▸ **TASK BRIEF**
Count how many lines in the records below contain the string "sandstone", matching case exactly. Reply with only the number.

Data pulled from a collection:
--------------------

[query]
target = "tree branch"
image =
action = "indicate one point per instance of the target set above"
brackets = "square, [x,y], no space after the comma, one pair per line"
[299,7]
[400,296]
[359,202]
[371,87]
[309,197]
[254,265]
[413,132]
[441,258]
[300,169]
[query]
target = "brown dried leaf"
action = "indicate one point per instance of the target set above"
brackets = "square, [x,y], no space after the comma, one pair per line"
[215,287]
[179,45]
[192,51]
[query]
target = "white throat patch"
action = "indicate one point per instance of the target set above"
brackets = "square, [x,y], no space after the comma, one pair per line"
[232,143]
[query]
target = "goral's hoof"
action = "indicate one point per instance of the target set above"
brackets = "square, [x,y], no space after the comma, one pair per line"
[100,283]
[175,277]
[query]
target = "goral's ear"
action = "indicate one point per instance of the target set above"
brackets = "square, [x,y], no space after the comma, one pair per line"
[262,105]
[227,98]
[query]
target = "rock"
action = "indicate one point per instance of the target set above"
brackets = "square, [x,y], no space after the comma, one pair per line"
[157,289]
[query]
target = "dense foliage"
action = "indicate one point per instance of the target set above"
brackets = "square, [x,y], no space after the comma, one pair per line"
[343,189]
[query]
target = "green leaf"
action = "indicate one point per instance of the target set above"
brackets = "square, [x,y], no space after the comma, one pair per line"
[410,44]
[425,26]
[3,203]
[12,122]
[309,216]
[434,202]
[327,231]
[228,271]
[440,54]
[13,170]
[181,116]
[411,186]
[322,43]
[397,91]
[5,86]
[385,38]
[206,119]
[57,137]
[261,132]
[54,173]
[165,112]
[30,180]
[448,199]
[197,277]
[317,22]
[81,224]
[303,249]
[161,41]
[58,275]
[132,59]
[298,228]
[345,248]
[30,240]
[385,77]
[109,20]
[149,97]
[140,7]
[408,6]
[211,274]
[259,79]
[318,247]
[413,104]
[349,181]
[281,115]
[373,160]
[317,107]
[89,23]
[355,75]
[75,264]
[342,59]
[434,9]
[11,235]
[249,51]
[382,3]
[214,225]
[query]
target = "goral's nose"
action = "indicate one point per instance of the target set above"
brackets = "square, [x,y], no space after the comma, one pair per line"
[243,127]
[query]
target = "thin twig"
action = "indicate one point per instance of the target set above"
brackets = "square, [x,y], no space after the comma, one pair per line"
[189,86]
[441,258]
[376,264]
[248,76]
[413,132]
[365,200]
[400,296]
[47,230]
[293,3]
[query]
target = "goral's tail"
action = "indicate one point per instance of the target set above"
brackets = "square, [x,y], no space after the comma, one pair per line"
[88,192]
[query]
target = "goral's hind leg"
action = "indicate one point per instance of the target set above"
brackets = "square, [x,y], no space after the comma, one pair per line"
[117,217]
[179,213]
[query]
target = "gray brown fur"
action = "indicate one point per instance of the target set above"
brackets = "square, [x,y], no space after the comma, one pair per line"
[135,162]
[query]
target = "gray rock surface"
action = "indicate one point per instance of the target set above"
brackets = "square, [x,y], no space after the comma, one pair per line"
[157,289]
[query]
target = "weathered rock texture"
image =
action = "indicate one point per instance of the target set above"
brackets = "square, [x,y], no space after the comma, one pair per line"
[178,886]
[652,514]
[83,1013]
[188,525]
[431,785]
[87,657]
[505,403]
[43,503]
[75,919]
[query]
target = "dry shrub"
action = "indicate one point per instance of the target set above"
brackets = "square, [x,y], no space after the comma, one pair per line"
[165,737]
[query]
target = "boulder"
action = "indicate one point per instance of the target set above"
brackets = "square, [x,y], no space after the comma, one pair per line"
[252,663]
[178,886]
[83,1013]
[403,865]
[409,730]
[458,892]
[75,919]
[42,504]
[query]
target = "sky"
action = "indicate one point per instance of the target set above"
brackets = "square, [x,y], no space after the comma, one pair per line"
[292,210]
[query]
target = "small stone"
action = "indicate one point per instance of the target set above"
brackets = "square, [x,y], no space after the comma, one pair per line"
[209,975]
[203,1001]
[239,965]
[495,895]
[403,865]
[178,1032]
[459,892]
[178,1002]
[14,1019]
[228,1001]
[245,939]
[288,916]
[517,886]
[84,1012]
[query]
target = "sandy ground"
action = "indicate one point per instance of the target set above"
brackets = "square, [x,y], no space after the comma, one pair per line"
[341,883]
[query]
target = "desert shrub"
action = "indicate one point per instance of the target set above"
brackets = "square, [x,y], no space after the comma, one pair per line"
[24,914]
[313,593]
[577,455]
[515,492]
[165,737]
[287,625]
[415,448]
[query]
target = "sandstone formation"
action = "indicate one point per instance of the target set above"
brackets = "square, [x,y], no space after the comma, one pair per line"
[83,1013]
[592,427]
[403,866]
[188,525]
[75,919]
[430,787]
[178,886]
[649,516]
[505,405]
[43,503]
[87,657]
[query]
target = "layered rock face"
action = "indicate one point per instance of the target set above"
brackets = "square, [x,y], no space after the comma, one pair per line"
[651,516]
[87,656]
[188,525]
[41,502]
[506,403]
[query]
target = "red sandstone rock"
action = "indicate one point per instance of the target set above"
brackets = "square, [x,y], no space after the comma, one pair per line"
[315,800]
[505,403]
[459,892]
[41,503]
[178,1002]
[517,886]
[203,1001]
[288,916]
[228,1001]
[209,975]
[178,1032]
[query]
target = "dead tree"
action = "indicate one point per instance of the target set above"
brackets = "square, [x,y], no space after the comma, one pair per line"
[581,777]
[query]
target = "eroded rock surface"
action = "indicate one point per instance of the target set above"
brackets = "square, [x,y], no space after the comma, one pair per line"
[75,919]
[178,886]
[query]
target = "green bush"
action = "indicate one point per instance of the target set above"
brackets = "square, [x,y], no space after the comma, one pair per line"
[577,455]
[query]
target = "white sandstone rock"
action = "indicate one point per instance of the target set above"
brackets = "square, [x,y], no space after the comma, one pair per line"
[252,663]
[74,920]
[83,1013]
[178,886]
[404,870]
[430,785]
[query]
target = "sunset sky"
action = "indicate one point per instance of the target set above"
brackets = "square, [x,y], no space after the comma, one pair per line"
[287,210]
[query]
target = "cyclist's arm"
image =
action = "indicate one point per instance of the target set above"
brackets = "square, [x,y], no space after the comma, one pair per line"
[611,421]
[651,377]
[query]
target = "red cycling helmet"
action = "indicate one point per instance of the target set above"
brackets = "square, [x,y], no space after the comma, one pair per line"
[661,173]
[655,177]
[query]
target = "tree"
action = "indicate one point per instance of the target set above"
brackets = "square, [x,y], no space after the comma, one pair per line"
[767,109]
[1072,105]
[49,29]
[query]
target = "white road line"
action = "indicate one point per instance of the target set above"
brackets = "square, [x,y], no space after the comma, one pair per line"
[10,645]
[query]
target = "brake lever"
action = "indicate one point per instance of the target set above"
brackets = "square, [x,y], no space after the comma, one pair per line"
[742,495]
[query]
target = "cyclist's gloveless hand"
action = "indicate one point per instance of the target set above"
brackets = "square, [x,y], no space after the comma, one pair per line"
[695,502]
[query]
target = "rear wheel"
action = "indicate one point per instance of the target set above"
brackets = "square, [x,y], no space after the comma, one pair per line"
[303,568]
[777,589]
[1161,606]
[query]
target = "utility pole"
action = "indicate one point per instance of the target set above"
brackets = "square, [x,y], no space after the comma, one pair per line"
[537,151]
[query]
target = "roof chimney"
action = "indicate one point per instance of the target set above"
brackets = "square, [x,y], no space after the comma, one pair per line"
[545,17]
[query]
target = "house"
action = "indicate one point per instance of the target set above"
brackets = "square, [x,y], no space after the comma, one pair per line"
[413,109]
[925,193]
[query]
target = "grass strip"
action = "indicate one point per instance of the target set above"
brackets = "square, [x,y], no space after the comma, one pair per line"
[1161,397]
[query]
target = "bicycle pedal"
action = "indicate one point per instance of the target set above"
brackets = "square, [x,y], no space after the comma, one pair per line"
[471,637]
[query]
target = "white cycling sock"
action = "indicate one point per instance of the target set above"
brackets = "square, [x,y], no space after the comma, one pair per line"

--------------------

▸ **IN RESPONSE**
3